(Beginning of RECORDS SUPPLIED)

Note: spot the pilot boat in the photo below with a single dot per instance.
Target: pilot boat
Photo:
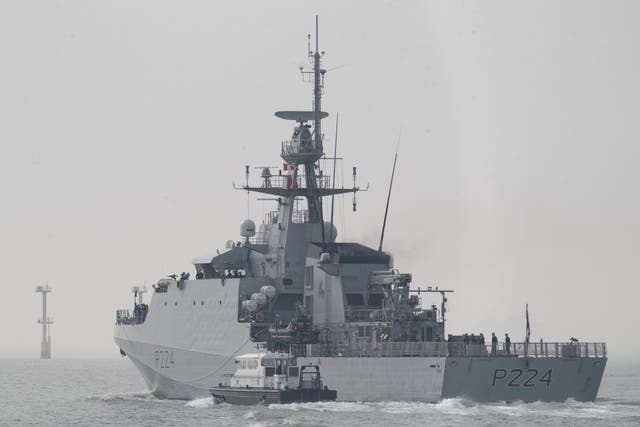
(268, 377)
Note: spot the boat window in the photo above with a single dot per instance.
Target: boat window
(364, 331)
(287, 302)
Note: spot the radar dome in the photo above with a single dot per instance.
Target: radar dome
(330, 232)
(268, 290)
(259, 298)
(248, 228)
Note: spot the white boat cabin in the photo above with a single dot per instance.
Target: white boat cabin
(276, 371)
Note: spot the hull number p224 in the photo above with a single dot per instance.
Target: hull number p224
(164, 359)
(521, 378)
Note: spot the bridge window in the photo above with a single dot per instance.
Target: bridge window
(355, 299)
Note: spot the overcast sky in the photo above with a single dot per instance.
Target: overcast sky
(124, 123)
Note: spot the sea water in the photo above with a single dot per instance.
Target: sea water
(78, 392)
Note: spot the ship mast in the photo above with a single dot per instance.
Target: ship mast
(305, 148)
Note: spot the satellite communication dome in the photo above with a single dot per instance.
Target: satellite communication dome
(250, 305)
(268, 290)
(248, 228)
(258, 297)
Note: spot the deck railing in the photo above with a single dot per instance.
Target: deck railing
(436, 349)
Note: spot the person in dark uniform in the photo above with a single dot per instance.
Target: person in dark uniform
(494, 343)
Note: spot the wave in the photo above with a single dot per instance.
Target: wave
(121, 397)
(462, 407)
(203, 402)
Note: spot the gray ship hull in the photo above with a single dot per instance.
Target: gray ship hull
(182, 352)
(509, 379)
(190, 374)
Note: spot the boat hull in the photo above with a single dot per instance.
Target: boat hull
(261, 396)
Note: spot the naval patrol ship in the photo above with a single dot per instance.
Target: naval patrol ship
(290, 286)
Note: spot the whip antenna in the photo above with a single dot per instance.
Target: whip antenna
(386, 209)
(333, 179)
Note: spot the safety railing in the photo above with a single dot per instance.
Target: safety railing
(139, 315)
(368, 315)
(286, 181)
(435, 349)
(294, 147)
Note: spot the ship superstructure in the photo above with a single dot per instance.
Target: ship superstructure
(291, 286)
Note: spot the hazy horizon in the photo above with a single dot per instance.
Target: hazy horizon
(125, 124)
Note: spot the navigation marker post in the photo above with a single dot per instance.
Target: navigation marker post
(45, 346)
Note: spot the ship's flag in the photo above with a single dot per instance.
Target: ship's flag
(290, 170)
(528, 332)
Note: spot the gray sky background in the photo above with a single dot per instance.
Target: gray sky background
(124, 123)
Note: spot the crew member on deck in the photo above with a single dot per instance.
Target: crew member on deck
(494, 343)
(507, 343)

(End of RECORDS SUPPLIED)

TASK PROMPT — Where a line in the material above holds "pilot", copy that line.

OUTPUT BELOW —
Note: spot the pilot boat in the photo below with a single dot per instance.
Target: pilot boat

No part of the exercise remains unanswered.